*** PROVIDED MATERIAL

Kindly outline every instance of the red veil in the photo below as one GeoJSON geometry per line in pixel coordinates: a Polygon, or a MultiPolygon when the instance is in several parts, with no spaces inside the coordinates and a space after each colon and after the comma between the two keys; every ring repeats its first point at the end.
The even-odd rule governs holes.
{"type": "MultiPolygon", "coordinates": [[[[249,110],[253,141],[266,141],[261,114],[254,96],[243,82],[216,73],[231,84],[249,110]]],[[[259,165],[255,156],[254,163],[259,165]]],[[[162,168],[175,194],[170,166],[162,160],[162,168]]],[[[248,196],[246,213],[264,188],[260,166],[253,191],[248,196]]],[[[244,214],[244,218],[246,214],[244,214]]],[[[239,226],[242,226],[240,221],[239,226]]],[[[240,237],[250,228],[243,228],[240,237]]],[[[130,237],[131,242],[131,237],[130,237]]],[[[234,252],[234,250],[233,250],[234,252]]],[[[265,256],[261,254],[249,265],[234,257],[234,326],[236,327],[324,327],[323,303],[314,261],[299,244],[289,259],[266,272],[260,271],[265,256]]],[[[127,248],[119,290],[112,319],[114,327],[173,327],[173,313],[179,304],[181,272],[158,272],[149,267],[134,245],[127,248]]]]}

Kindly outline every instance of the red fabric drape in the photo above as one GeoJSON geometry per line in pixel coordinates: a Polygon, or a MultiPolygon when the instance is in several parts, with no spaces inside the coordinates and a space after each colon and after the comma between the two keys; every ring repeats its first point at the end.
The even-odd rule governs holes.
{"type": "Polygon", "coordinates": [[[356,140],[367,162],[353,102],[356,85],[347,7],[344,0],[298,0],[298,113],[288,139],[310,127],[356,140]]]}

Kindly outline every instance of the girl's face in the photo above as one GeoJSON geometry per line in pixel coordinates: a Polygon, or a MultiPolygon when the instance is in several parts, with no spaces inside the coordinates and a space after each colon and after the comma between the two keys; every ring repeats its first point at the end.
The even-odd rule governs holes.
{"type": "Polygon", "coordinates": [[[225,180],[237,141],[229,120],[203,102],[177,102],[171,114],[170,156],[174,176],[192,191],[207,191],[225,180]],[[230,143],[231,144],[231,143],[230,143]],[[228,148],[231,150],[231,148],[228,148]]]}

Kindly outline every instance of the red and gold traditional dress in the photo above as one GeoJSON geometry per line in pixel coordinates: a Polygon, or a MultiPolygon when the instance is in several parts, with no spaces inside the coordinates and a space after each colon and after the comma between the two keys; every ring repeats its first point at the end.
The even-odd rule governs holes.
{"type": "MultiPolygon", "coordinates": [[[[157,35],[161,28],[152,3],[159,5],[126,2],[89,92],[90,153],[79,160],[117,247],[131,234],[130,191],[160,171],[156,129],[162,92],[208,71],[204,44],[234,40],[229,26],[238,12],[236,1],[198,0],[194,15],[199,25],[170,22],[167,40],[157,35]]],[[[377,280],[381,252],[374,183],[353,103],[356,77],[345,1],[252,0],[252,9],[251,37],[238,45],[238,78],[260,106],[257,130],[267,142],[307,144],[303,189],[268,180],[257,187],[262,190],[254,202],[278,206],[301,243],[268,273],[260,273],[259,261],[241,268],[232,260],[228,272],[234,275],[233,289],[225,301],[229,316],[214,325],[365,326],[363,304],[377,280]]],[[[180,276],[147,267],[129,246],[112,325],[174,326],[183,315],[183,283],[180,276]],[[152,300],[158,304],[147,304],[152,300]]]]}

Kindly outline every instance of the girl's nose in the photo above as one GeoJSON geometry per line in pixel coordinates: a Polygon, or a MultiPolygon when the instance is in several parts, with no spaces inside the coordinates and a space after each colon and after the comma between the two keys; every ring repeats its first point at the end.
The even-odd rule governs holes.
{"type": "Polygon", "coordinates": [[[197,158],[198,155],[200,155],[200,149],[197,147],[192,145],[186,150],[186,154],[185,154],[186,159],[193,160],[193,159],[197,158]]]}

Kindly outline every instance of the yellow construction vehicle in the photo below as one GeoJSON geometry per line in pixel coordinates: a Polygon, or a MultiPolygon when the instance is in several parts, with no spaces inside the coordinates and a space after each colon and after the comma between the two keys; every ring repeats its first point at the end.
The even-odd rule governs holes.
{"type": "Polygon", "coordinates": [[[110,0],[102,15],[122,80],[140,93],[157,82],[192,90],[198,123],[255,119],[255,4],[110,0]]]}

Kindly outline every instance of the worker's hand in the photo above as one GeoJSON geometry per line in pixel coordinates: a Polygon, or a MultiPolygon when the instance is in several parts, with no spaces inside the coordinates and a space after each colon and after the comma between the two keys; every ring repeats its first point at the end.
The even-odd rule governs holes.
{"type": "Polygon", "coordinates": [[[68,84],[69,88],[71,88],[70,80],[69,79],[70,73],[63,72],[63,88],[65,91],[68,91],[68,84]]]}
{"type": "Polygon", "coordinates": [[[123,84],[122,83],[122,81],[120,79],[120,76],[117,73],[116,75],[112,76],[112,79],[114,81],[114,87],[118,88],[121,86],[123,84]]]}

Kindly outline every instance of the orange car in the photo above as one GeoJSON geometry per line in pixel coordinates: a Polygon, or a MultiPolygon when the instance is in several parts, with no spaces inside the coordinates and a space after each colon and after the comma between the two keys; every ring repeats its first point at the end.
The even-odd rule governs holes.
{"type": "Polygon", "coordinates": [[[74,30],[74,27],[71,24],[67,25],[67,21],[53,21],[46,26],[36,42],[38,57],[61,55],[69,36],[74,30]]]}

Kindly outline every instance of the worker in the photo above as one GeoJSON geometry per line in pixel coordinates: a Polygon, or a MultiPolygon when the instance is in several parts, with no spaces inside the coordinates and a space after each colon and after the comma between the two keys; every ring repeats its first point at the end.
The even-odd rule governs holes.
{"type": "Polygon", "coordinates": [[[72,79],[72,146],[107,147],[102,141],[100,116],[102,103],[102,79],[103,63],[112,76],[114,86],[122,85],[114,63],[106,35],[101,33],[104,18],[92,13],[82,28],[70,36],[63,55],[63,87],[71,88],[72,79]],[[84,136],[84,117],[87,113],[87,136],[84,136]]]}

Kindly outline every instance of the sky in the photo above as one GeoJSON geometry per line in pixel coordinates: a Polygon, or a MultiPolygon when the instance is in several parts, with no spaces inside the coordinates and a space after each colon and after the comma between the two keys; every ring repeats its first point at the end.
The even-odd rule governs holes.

******

[GIVEN TASK]: Rewrite the lines starting at the one containing "Kindly outline every instance of the sky" and ending at the last line of the records, replacing "sky" with "clouds" and leaving everything else unchanged.

[THE RESULT]:
Kindly outline every instance of the clouds in the photo above as one GeoJSON geometry per line in pixel coordinates: a Polygon, or a MultiPolygon when the instance is in several parts, with no spaces inside the coordinates and a space after each colon and after the comma between the two keys; every ring repeats its first point at the end.
The even-odd rule governs holes.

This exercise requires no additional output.